» Extract:
One eyewitness, a motorist who gave his name as Kwaku, said he was stuck in traffic when he saw what he described as “the most unserious robbery I’ve ever seen.”

“Look, people were opening cartons like they were comparing brands,” he said. “One man even shook a tin as if to check the weight. The way they were doing it, you’d think they were in Shoprite.”

Another witness, a food vendor who sells near the bend, said she heard someone shout, “Ei, today God has done it!” before the first crate disappeared into a bush path.

But the jubilation was short-lived. A mix of motorists, bystanders and road safety officers confronted the looters, dragging three of them away from the scattered cartons. With reinforcements arriving from Nkawkaw, the opportunists were handed over to the Divisional Police Command — their sardine adventure over before it really began.

News of the sardine heist travelled faster than the police truck carrying the suspects. Within an hour, social media was in full swing.

One user on X wrote, “Ghana, where people see an accident and immediately form queue for free sardine distribution.” Another posted a photo of a sardine tin with the caption, “Evidence Exhibit A.”

Others were less amused. “This is why accidents turn into disasters,” one comment read. “People would rather loot than help.”

A third user summed up the mood with a line that quickly went viral: “Even the sardine didn’t survive the potholes.”

» Recorded information:
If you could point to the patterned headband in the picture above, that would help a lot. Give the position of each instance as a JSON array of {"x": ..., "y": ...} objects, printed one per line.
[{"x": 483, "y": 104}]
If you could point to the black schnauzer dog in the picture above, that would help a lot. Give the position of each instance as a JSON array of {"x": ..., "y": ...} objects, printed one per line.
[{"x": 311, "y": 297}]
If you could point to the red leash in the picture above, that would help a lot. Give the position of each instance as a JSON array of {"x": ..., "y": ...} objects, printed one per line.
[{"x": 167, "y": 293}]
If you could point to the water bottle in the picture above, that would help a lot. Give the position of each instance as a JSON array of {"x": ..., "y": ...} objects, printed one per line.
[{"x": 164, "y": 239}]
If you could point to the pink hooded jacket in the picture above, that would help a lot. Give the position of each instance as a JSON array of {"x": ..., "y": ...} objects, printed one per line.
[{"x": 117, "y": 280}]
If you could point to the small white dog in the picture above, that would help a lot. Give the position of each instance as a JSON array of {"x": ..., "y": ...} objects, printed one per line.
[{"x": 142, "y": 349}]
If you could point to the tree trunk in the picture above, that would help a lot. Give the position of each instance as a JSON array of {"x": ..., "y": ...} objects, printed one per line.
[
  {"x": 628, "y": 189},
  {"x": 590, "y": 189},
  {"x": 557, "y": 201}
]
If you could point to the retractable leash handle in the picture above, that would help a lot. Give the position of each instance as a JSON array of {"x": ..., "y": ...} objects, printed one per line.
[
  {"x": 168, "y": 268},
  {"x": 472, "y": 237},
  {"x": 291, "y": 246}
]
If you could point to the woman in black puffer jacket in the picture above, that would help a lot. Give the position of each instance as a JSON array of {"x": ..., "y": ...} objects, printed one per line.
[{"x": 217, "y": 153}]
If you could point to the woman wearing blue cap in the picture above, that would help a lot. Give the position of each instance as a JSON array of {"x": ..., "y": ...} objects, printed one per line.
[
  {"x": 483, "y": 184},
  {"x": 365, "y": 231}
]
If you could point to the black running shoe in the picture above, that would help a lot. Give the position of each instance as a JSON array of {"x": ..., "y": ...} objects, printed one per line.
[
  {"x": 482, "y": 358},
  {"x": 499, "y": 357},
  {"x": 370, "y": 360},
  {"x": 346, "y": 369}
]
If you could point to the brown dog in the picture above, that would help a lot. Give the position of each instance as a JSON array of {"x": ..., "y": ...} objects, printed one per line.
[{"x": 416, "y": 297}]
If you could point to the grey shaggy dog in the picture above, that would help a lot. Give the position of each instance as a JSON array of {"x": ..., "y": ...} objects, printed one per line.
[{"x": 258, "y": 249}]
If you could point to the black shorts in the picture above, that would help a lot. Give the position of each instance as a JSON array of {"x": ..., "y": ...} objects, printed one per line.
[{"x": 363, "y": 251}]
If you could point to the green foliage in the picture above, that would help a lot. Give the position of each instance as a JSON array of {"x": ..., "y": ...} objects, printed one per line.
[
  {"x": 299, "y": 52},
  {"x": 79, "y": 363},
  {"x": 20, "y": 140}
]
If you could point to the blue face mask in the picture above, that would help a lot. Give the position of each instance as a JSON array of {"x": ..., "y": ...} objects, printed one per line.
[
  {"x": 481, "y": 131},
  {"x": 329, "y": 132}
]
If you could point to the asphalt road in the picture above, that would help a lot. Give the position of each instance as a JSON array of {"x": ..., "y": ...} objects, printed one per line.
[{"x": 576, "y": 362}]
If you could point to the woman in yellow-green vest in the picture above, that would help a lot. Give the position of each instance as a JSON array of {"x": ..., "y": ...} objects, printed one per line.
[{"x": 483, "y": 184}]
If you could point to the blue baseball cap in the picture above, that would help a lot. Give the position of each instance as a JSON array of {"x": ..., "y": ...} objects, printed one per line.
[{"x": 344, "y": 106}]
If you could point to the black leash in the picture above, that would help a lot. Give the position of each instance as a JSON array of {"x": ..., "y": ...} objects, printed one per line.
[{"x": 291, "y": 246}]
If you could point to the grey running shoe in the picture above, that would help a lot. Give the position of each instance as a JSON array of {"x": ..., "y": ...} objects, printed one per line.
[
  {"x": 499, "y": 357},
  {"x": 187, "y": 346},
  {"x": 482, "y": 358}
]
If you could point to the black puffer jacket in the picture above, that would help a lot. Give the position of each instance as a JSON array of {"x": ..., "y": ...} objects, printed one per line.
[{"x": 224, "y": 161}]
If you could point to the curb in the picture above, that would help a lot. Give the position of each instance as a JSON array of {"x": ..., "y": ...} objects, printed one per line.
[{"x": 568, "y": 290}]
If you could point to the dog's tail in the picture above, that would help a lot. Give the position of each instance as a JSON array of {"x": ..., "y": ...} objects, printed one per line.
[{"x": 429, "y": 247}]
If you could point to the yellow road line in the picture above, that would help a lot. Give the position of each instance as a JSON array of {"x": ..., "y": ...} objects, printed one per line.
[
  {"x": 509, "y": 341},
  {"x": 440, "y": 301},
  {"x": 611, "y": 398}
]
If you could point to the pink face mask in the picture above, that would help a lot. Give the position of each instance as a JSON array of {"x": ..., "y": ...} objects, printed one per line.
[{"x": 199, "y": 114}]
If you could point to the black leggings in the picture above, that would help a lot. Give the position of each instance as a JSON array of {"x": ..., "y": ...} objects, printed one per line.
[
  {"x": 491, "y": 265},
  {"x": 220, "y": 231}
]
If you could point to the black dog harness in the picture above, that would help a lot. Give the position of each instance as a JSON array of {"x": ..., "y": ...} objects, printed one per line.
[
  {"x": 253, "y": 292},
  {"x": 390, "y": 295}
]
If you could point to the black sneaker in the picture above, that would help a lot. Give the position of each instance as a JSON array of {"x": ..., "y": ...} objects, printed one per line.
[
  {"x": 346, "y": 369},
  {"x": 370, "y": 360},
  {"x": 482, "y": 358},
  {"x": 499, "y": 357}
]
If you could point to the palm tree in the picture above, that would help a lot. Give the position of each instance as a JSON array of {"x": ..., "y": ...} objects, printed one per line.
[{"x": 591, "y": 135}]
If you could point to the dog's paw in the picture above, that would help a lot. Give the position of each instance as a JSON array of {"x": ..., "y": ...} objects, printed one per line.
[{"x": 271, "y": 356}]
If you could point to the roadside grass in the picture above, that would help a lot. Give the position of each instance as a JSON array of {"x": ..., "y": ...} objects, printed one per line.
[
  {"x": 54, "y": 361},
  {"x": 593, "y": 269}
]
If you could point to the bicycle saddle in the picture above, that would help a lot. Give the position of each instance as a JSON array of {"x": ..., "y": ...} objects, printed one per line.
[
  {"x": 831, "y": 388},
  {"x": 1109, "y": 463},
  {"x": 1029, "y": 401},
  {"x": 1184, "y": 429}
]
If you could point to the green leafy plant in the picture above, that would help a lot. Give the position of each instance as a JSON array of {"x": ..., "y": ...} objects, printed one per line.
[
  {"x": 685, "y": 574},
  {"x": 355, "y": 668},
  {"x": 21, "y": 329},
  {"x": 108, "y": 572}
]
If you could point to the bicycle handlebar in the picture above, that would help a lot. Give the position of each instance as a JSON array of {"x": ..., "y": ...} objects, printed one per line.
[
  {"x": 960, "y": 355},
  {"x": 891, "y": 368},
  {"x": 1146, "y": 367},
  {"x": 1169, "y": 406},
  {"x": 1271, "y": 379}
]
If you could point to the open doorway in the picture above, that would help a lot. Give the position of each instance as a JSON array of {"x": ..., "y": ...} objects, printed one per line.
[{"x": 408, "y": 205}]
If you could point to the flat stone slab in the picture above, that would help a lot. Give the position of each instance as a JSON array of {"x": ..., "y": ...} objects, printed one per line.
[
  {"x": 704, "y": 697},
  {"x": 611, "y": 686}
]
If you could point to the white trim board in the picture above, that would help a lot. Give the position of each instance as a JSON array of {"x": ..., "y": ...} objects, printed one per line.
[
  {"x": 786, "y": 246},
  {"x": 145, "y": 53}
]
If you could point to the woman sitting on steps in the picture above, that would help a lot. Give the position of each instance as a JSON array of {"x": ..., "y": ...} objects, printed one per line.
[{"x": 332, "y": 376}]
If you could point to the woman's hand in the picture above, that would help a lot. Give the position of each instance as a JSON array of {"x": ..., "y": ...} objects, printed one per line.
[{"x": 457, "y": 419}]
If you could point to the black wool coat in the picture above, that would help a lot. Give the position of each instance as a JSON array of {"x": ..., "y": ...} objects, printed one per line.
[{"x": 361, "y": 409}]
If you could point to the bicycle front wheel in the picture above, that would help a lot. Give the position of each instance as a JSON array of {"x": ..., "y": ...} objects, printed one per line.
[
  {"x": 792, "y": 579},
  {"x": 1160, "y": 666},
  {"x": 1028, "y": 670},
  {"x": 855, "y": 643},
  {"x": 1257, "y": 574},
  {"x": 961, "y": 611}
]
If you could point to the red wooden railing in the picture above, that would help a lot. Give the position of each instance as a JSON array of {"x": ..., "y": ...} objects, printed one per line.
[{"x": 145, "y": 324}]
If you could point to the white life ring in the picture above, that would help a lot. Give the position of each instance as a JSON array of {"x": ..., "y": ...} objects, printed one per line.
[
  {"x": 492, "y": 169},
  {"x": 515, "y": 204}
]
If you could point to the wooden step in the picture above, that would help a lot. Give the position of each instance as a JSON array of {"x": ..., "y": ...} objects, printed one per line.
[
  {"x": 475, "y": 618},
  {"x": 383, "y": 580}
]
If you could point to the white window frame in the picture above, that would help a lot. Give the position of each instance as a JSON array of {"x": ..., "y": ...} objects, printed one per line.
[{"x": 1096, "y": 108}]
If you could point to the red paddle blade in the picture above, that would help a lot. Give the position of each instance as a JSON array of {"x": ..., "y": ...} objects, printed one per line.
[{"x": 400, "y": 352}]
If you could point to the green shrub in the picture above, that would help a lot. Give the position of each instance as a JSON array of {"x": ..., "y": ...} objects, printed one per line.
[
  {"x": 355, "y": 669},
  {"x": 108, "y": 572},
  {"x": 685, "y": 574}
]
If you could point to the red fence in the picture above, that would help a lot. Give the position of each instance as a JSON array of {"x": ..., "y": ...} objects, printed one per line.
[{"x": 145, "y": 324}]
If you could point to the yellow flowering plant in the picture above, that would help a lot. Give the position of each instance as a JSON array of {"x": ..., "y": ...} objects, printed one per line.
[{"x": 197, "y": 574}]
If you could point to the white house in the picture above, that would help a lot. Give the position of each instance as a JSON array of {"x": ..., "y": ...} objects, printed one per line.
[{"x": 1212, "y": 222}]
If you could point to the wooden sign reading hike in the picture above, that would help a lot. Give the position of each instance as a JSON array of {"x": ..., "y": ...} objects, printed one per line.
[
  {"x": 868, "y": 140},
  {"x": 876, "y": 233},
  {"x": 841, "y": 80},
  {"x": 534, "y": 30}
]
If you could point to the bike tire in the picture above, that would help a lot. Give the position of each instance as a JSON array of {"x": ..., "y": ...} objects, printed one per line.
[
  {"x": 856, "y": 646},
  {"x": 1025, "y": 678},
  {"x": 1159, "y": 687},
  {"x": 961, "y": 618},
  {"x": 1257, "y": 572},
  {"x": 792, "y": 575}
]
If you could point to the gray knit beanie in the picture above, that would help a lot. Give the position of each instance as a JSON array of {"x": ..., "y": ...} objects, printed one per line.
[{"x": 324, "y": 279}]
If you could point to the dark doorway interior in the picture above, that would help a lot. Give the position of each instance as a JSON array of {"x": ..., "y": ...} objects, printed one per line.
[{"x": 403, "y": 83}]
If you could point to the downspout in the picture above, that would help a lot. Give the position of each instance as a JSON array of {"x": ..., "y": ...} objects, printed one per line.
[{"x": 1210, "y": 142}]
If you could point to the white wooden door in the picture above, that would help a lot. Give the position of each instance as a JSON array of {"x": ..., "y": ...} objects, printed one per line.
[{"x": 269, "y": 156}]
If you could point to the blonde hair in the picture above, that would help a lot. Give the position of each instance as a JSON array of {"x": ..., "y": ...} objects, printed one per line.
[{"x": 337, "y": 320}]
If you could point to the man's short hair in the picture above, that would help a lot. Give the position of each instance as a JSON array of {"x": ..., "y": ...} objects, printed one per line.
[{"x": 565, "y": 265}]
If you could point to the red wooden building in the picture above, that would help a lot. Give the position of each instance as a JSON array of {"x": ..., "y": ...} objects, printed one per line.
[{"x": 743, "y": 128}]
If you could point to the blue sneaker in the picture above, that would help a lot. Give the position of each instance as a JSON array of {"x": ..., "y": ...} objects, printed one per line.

» Brief 1: In the article about the sardine looting, copy the passage from "One eyewitness, a" up to and including "a bush path." word for word.
» Brief 2: According to the article about the sardine looting, where did the reinforcements come from?
» Brief 3: Continue the article about the sardine looting from the point where it stops.

» Answer box 1:
One eyewitness, a motorist who gave his name as Kwaku, said he was stuck in traffic when he saw what he described as “the most unserious robbery I’ve ever seen.”

“Look, people were opening cartons like they were comparing brands,” he said. “One man even shook a tin as if to check the weight. The way they were doing it, you’d think they were in Shoprite.”

Another witness, a food vendor who sells near the bend, said she heard someone shout, “Ei, today God has done it!” before the first crate disappeared into a bush path.

» Answer box 2: Nkawkaw

» Answer box 3:
While the incident has generated no shortage of jokes, it also taps into a serious pattern on Ghana’s highways. When cargo spills (whether tomatoes, cement or, in this case, tins of fish) crowds often appear, and the boundary between helping and looting changes within a matter of seconds.

Police in Nkawkaw have said that the three suspects face charges related to theft and interference at an accident scene. Officers are also urging the public to assist rather than scavenge when road crashes occur.

For the injured driver and his mate, the day ended in a hospital bed rather than a delivery point. For the looters, it ended in handcuffs. And for everyone else caught in traffic at Kwahu Fodua, it was a bizarre reminder that even a simple tin of sardines can cause chaos when fate, potholes and opportunism collide.

What began as an overturned truck became, at least briefly, “Operation Sardine” — a cautionary tale served with a side of humour, and perhaps a reminder that not every roadside blessing is yours to take.